[Opening Selected excerpt section]

Just read a fun post by a advertising industry writer named Haniya Rae which taught me two things in a short amount of time/space:
1) it quickly chronicled the work of several LA-based artists who take inspiration from the market mystique surrounding certain blue-chip brands, and create new "line extensions" for several well-known and much-beloved products.
2) it definitely demonstrated the need for brands (especially well-known ones) to employ a constant and vigilant monitoring of the social web.
Rae's Digiday article is worth a full read, but here are a few quick examples from the piece:
That Tic Tac-brand sure is "dynamite":
If Fendi made diamond-studded chainsaws I'd be frightened (and not just aesthetically -- can you imagine one of these in the hands of the Wolf of Wall Street?)
For the most part, Gronquist and Lewicki's hacks are of the "internet snark" sort and fairly benign in nature; that said, it's easy to see how an artist with the same design skills but more malevolent sensibilities could create similar "off-brand" remixes/mashups that could go viral and damage your product's market perception (or worse, your overall brand equity and ability to sell to today's fickle, impressionable consumers).

[Closing Selected excerpt section]

§ Aim of the exercise
Rewrite the passage of the brand-remix post that opens with the words "Just read a" and closes with "the social web.", replacing "artists" with "designers".

[Opening Provided material section]

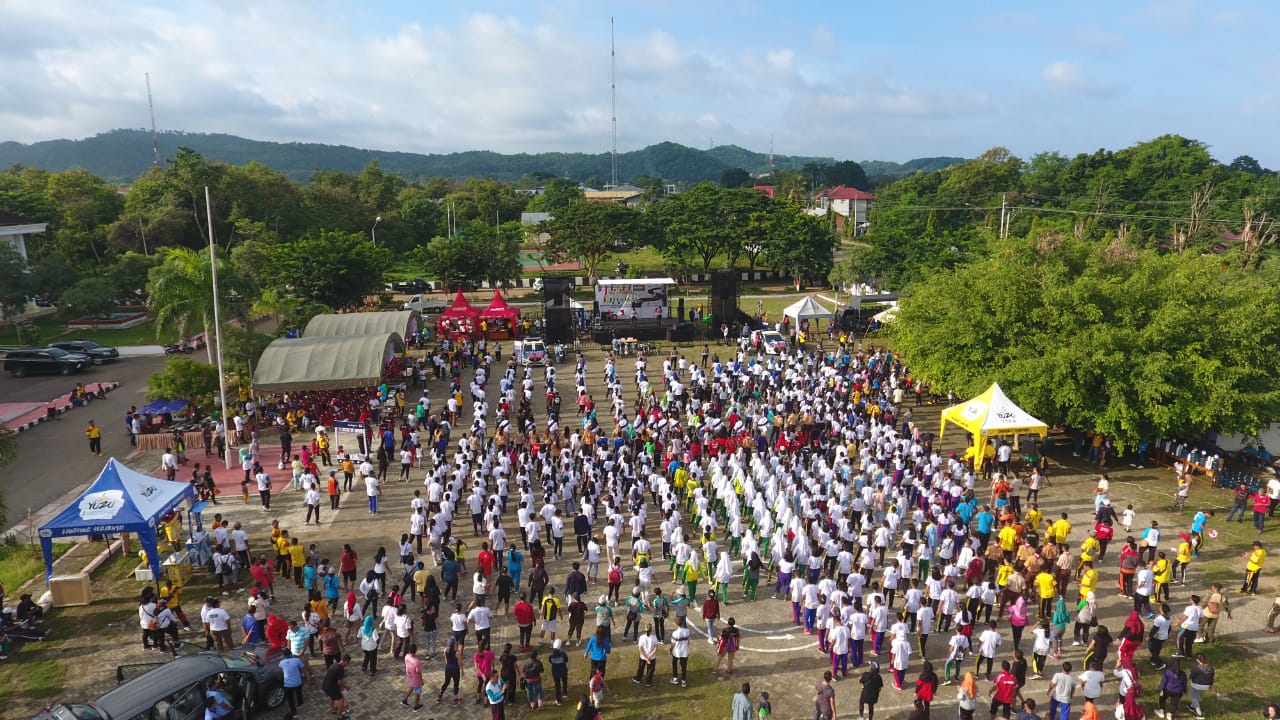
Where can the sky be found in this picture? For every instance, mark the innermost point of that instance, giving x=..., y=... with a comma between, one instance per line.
x=846, y=80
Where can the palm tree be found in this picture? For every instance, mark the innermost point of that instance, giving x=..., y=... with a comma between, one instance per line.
x=279, y=306
x=182, y=292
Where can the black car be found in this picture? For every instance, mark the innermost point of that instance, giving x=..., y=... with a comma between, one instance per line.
x=176, y=691
x=96, y=352
x=44, y=360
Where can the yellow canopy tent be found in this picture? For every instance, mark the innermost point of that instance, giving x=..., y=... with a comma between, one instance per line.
x=991, y=414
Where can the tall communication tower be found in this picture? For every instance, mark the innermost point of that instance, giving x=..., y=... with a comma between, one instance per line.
x=613, y=105
x=155, y=141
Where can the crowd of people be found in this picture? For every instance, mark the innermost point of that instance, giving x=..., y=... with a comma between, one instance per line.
x=804, y=472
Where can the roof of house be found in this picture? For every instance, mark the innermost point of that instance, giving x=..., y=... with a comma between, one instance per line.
x=842, y=192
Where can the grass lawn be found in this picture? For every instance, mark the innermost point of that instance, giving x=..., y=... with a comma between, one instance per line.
x=53, y=328
x=21, y=563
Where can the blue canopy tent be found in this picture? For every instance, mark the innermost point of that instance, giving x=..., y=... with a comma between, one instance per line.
x=174, y=406
x=155, y=406
x=119, y=501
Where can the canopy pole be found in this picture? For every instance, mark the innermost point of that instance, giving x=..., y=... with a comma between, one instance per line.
x=218, y=328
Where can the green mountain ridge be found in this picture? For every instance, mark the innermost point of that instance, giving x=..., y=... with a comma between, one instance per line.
x=122, y=155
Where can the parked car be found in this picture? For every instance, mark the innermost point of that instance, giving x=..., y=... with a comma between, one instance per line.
x=45, y=360
x=176, y=689
x=425, y=305
x=769, y=341
x=531, y=351
x=97, y=354
x=417, y=285
x=465, y=286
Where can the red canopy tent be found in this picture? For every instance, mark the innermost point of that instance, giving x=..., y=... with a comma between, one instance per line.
x=460, y=320
x=499, y=320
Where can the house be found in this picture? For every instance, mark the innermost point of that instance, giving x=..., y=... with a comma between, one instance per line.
x=622, y=195
x=14, y=231
x=846, y=204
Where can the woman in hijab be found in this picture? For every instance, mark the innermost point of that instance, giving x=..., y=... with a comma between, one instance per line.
x=369, y=643
x=1098, y=647
x=968, y=696
x=1057, y=625
x=371, y=588
x=352, y=614
x=927, y=684
x=1130, y=638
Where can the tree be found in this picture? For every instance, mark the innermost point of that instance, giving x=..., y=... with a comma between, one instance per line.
x=1104, y=336
x=849, y=174
x=14, y=282
x=735, y=177
x=329, y=267
x=181, y=291
x=695, y=226
x=92, y=297
x=275, y=304
x=479, y=253
x=190, y=379
x=1247, y=164
x=242, y=346
x=128, y=274
x=800, y=246
x=592, y=232
x=51, y=274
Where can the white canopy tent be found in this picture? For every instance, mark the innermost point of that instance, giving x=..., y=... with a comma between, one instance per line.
x=807, y=309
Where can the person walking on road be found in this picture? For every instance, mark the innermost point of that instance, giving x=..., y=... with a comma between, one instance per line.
x=95, y=438
x=743, y=707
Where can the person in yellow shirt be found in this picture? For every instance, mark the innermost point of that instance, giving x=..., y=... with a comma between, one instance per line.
x=1162, y=572
x=1089, y=550
x=298, y=560
x=1060, y=529
x=95, y=437
x=1088, y=579
x=1047, y=587
x=1183, y=557
x=1253, y=568
x=1033, y=518
x=1008, y=538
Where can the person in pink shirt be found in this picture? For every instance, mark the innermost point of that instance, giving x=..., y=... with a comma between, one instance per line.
x=414, y=677
x=1018, y=619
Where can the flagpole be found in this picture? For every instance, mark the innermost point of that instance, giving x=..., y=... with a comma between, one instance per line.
x=218, y=331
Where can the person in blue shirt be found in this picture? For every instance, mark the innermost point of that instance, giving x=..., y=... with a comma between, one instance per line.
x=252, y=629
x=293, y=669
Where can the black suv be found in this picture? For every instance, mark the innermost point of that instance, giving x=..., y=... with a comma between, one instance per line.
x=44, y=360
x=96, y=352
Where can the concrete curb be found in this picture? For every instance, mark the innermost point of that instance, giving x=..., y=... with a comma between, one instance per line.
x=63, y=406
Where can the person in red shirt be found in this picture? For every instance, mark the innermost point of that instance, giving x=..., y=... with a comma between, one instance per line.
x=524, y=613
x=485, y=560
x=263, y=573
x=277, y=630
x=1004, y=691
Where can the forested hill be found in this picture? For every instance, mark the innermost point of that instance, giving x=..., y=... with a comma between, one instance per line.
x=120, y=155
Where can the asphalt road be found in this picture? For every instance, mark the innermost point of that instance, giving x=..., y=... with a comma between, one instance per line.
x=53, y=458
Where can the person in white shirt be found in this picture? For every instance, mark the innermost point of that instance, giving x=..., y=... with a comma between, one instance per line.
x=371, y=491
x=648, y=661
x=988, y=642
x=311, y=499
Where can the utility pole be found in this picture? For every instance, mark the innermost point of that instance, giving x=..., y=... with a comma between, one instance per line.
x=613, y=106
x=1004, y=220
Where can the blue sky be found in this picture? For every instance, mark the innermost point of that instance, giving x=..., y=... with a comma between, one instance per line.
x=846, y=80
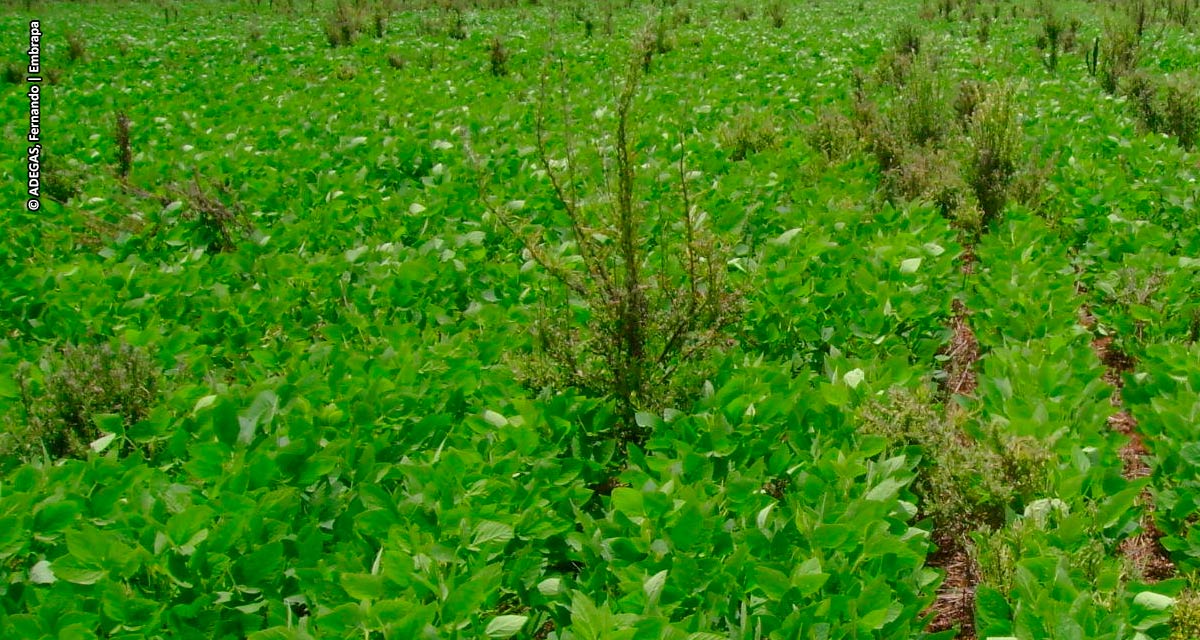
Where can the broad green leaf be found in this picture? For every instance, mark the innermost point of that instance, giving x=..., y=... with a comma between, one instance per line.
x=550, y=586
x=505, y=626
x=42, y=574
x=653, y=585
x=495, y=419
x=628, y=501
x=102, y=442
x=1153, y=600
x=910, y=265
x=489, y=531
x=773, y=582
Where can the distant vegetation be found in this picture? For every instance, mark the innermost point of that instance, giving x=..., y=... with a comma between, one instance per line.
x=604, y=320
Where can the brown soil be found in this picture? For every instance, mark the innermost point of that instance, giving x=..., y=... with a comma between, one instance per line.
x=1144, y=550
x=954, y=606
x=964, y=351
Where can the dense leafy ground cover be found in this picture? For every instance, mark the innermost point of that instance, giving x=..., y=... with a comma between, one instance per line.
x=270, y=360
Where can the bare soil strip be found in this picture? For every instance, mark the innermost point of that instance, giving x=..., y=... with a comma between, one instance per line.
x=1144, y=550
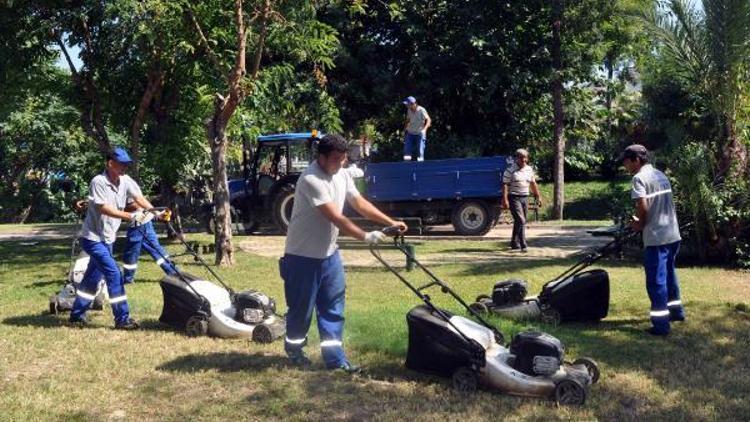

[Closing Provided material section]

§ Problem solution
Just read a fun post by a advertising industry writer named Haniya Rae which taught me two things in a short amount of time/space:
1) it quickly chronicled the work of several LA-based designers who take inspiration from the market mystique surrounding certain blue-chip brands, and create new "line extensions" for several well-known and much-beloved products.
2) it definitely demonstrated the need for brands (especially well-known ones) to employ a constant and vigilant monitoring of the social web.